**** Records shown ****

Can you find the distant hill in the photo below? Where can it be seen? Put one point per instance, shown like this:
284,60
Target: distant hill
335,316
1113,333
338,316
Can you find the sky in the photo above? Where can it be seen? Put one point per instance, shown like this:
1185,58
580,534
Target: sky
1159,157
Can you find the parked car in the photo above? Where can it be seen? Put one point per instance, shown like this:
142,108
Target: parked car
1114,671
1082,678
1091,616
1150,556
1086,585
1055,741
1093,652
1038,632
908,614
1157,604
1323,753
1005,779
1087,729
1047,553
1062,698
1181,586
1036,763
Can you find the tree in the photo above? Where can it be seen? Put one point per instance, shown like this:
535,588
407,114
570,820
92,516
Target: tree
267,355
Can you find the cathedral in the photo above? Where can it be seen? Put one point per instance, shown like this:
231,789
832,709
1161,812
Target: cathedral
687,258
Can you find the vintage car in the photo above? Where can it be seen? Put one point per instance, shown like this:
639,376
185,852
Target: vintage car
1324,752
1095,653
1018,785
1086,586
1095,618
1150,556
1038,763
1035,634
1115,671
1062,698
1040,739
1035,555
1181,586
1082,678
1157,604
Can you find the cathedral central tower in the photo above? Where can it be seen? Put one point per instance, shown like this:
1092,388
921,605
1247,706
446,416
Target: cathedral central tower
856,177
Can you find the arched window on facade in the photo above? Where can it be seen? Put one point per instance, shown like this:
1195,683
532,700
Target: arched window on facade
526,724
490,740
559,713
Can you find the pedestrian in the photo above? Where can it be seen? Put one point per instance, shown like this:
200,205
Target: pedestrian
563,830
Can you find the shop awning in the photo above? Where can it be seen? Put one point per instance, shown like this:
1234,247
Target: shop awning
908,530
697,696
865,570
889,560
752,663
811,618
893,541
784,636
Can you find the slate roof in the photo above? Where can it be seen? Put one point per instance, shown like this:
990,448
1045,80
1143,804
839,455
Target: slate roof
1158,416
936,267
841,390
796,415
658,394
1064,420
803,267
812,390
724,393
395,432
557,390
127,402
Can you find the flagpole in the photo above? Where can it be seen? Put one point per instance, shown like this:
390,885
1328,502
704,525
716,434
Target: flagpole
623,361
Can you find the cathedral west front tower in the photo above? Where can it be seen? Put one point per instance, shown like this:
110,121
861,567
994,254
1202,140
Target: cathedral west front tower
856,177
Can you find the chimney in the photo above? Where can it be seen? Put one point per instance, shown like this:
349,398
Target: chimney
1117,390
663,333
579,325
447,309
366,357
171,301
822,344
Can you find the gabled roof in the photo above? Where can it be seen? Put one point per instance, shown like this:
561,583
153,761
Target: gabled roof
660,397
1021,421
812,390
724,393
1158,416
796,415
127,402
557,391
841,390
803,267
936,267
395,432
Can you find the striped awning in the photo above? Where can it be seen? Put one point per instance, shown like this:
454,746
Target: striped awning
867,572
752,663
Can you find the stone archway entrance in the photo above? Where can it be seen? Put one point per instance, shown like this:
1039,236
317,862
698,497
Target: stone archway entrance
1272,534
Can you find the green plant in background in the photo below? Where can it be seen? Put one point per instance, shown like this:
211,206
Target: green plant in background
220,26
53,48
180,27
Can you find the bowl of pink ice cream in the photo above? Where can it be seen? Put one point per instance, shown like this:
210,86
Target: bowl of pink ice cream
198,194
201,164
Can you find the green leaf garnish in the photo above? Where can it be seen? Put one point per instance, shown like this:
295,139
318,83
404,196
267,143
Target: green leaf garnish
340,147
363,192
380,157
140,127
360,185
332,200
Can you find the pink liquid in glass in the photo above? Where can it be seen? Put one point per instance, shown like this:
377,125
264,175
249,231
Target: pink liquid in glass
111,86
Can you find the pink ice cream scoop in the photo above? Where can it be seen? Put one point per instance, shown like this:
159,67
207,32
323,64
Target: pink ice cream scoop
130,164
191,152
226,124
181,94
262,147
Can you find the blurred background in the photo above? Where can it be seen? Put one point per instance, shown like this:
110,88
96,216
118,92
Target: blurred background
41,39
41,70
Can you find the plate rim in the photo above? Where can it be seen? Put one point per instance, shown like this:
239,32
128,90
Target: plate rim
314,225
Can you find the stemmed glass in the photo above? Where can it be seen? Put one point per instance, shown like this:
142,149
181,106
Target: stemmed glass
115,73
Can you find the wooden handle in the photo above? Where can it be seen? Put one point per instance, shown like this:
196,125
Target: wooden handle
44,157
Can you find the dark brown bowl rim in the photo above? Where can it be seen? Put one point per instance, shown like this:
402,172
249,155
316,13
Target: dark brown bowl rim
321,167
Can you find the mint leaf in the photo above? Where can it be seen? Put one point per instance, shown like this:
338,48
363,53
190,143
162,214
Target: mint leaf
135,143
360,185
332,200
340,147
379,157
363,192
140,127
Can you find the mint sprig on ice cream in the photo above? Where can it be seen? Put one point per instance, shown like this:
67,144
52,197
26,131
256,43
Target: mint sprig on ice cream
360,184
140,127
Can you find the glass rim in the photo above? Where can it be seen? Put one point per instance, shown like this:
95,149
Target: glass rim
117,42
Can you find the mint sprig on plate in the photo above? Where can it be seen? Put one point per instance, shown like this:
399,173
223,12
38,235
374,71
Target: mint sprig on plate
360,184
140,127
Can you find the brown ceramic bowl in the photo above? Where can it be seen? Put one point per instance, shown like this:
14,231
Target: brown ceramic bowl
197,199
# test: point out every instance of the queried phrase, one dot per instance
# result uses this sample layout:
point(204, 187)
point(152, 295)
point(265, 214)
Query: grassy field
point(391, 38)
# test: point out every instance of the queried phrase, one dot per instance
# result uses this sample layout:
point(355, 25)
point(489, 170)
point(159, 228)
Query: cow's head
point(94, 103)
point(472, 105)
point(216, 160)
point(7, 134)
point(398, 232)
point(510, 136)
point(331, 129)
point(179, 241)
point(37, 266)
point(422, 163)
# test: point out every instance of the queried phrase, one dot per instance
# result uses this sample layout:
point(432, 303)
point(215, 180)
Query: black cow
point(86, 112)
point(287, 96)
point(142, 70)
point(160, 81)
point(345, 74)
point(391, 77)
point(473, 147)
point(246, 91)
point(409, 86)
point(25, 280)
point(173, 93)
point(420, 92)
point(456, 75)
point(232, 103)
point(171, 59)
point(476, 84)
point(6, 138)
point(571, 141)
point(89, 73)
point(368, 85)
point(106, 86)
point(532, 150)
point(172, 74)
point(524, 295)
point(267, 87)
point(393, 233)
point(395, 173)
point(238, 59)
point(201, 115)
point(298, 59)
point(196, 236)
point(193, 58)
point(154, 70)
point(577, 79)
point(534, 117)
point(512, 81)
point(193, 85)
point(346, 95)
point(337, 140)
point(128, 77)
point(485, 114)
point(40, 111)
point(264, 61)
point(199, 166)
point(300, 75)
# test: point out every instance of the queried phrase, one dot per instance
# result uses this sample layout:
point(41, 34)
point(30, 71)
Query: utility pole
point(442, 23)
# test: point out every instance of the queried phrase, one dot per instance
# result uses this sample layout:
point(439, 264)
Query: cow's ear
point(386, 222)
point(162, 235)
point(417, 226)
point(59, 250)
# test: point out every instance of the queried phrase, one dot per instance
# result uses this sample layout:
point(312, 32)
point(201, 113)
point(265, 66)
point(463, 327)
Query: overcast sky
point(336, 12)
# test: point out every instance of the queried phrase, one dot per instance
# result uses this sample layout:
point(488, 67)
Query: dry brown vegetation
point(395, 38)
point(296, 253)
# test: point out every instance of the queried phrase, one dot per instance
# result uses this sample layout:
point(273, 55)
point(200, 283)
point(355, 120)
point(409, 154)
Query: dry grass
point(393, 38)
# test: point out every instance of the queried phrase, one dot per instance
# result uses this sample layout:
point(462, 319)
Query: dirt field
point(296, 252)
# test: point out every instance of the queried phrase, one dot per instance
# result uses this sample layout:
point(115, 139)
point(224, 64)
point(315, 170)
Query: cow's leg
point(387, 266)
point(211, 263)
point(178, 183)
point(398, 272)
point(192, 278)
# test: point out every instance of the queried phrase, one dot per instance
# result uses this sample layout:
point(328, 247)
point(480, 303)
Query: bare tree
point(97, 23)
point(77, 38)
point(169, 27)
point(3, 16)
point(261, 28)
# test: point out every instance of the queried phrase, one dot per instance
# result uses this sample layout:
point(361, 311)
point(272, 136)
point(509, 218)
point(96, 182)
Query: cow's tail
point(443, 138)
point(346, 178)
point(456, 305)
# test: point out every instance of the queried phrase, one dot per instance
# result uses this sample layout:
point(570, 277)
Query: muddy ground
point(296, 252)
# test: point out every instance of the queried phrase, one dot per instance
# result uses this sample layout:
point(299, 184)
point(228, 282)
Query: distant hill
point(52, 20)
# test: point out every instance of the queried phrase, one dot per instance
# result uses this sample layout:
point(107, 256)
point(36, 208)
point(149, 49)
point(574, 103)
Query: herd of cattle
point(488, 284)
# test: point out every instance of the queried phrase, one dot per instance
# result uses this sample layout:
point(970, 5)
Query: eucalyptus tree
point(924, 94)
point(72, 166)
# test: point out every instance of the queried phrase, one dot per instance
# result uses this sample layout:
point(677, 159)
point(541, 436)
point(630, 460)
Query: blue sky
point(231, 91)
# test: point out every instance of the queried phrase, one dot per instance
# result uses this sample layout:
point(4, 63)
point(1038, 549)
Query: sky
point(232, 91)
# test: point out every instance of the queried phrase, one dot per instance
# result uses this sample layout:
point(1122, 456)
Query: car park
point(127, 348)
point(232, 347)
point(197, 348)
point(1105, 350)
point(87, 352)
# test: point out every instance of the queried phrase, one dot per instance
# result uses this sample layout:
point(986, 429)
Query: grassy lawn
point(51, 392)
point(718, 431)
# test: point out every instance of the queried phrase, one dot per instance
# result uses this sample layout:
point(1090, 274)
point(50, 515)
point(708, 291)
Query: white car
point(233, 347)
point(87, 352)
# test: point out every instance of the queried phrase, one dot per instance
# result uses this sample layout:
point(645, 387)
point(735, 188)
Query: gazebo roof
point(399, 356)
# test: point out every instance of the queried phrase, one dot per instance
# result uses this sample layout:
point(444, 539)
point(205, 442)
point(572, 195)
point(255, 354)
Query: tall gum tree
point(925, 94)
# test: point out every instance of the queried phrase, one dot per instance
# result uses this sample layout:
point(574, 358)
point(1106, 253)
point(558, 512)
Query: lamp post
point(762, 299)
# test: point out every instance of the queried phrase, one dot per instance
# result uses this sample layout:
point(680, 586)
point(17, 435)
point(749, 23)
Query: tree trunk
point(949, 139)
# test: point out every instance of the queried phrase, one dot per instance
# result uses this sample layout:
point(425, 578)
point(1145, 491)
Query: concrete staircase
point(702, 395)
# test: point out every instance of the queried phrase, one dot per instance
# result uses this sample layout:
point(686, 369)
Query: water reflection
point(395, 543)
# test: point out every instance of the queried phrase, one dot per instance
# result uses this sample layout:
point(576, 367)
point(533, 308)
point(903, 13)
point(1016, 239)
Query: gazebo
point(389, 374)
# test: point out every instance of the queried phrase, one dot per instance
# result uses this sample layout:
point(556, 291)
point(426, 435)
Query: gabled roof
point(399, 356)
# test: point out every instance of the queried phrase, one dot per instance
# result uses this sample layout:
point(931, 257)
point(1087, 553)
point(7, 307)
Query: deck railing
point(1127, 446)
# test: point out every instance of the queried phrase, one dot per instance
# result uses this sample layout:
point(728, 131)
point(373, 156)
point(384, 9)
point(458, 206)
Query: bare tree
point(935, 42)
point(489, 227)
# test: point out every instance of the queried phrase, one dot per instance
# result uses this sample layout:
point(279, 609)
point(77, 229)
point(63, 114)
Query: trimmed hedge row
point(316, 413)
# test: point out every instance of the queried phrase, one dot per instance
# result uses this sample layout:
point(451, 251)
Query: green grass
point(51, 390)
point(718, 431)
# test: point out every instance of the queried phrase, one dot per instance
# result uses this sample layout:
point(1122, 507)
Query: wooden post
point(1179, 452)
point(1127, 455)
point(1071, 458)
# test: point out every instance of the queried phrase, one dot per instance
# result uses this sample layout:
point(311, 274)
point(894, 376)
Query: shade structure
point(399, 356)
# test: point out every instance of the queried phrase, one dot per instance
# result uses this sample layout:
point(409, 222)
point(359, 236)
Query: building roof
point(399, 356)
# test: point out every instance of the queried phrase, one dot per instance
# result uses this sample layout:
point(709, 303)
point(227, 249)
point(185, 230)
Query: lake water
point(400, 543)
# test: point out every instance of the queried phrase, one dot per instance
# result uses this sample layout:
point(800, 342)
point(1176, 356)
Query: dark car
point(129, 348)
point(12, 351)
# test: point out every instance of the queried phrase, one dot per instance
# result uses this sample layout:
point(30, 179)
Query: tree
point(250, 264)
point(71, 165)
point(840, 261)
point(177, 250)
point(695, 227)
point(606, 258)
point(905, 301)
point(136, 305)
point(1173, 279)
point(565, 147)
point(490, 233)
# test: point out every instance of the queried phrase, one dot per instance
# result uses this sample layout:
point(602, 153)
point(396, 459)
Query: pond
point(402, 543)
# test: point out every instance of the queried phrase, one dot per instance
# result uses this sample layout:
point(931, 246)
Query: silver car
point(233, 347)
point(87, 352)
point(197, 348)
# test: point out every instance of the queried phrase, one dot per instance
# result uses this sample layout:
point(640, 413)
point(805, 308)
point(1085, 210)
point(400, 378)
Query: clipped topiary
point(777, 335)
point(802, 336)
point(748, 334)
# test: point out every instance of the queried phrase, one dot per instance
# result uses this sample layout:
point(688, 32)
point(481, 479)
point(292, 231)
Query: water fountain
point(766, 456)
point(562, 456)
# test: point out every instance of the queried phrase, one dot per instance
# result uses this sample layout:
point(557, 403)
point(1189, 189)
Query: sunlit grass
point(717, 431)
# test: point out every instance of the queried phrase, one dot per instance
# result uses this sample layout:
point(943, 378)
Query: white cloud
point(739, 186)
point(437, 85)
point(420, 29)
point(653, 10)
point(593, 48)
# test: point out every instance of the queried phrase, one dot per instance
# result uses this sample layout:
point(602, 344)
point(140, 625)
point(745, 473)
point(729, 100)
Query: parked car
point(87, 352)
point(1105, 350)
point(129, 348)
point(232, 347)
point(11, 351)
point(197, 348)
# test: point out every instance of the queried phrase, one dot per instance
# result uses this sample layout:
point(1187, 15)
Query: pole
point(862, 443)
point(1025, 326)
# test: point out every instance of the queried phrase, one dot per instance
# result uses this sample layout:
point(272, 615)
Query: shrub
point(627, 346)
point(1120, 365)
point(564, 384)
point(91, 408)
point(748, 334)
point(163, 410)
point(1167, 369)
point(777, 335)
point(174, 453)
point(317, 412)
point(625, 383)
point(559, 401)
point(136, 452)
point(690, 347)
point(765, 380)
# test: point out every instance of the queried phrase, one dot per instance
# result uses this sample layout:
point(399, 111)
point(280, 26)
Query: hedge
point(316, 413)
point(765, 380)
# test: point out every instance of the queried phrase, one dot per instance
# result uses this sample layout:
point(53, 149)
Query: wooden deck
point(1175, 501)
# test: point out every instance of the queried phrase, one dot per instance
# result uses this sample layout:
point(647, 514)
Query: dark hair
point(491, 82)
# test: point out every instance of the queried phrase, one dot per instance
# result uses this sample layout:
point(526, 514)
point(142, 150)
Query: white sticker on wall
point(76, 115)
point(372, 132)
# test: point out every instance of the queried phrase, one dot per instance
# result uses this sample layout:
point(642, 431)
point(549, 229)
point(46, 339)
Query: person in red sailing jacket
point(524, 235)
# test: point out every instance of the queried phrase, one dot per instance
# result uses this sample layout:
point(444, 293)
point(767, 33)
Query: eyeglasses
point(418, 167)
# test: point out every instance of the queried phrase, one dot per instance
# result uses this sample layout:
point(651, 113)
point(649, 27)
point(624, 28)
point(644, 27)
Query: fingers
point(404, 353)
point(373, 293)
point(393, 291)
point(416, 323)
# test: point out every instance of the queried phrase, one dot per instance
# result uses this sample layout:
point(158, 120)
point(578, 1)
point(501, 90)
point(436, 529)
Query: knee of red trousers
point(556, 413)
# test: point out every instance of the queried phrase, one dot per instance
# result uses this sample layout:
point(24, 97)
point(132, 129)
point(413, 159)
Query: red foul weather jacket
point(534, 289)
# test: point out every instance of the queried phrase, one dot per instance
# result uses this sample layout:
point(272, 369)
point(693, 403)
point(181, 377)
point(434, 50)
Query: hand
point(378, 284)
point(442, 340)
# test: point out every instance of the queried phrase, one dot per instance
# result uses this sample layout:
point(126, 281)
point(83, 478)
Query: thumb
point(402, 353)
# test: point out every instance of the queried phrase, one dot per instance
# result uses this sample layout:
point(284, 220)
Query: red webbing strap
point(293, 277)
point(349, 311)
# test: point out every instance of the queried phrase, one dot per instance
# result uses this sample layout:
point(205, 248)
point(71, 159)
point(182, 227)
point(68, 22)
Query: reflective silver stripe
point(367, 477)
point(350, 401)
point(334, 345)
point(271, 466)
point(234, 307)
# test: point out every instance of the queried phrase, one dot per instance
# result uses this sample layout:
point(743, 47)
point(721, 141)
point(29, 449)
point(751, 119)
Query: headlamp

****

What is needed — What is the number of lines in the data above that contain the word "below"? Report the figure only.

Solution to the problem — 2